● Requisito: Reescreva em forma de lista o parágrafo do texto extraído que começa por "Desde a sua introdução em 1955", mantendo os seus factos principais.

Mais estudos são necessários para aferir o impacto clínico do uso incorrecto da medicação inalatória nomeadamente em termos de controlo da asma.

 

Comentário

As conclusões deste trabalho, não sendo inovadoras, reforçam os estudos já conhecidos, que maioritariamente constatam a utilização incorrecta dos inaladores pressurizados e põem em causa a rentabilidade em termos de tempo e de recursos humanos no ensino sistemático da técnica inalatória.

Desde a sua introdução em 1955 que os inaladores pressurizáveis são os dispositivos de terapêutica inalatória mais utilizados em todo o mundo, apresentando vantagens que facilitam a sua difusão: são portáteis e fáceis de transportar, têm baixo custo, não requerem preparação prévia do fármaco, o risco de contaminação bacteriana é baixo, a reprodutibilidade da dosagem é elevada e permitem a administração da maioria dos fármacos implicados na terapêutica de base da asma.1

A execução técnica incorrecta dos inaladores pressurizados resulta na diminuição da distribuição do fármaco e na redução da sua eficácia. É essencial que os pacientes: a) adquiram a capacidade de sincronização entre a activação do dispositivo e a inalação; b) realizem a pausa inspiratória apropriada; c) não interrompam a inalação pelo efeito colf freon (deposição do aerossol na orofaringe).

● Entradas fornecidas:
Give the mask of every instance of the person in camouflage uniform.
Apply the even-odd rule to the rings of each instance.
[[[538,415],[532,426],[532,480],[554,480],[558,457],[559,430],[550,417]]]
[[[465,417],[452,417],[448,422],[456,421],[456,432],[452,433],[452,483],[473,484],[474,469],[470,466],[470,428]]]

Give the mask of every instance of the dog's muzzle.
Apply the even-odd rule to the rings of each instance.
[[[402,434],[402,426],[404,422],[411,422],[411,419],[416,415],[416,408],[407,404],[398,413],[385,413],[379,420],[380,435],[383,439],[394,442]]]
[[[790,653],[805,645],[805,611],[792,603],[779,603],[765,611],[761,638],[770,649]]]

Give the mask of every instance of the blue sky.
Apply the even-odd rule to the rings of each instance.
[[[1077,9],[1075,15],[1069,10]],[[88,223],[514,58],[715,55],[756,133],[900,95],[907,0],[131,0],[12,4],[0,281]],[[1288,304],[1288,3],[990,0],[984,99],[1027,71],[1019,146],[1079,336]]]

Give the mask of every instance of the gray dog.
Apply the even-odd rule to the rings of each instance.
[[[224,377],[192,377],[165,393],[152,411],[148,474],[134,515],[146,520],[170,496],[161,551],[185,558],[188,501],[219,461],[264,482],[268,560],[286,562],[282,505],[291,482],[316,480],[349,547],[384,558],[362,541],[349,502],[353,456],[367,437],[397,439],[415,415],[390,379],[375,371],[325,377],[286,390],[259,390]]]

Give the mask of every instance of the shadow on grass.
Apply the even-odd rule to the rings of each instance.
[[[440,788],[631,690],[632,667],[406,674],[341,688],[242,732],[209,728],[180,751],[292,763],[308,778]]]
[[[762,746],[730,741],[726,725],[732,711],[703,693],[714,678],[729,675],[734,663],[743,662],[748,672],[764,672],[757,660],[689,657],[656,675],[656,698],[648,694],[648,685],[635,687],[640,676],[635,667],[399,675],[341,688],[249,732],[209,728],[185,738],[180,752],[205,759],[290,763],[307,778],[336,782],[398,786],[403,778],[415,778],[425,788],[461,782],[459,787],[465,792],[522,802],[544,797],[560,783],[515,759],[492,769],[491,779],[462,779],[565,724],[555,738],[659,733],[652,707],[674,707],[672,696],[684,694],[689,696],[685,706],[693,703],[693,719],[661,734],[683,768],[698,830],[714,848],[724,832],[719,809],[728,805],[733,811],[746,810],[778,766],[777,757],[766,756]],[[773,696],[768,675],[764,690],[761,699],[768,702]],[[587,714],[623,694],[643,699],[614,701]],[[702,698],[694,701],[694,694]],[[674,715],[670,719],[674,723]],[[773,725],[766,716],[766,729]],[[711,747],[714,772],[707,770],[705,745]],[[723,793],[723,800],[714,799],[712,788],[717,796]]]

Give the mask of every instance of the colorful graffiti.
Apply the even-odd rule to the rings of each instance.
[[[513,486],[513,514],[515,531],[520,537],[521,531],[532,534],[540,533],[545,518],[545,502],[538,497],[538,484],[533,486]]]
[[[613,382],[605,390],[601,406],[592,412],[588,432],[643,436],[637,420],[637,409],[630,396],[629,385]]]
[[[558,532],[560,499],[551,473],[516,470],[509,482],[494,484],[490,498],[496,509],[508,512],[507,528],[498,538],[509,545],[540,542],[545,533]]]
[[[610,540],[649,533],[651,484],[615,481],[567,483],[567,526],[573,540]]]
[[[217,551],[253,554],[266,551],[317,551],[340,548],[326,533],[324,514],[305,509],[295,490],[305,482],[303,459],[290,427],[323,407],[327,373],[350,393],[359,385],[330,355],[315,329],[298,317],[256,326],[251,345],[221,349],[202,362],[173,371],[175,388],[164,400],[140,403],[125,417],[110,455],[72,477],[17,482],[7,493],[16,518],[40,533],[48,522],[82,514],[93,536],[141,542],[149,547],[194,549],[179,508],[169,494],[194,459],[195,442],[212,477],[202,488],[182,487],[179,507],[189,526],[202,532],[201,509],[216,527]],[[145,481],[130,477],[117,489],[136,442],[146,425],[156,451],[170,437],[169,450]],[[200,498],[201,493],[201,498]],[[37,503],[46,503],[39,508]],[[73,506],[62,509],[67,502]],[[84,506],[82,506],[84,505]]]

● Resposta ao problema:
- Os inaladores pressurizados foram introduzidos em 1955.
- São os dispositivos de terapêutica inalatória mais utilizados em todo o mundo.
- Têm vantagens que facilitam a sua difusão:
  - são portáteis e fáceis de transportar;
  - têm baixo custo;
  - não requerem preparação prévia do fármaco;
  - apresentam baixo risco de contaminação bacteriana;
  - têm elevada reprodutibilidade da dosagem;
  - permitem administrar a maioria dos fármacos da terapêutica de base da asma.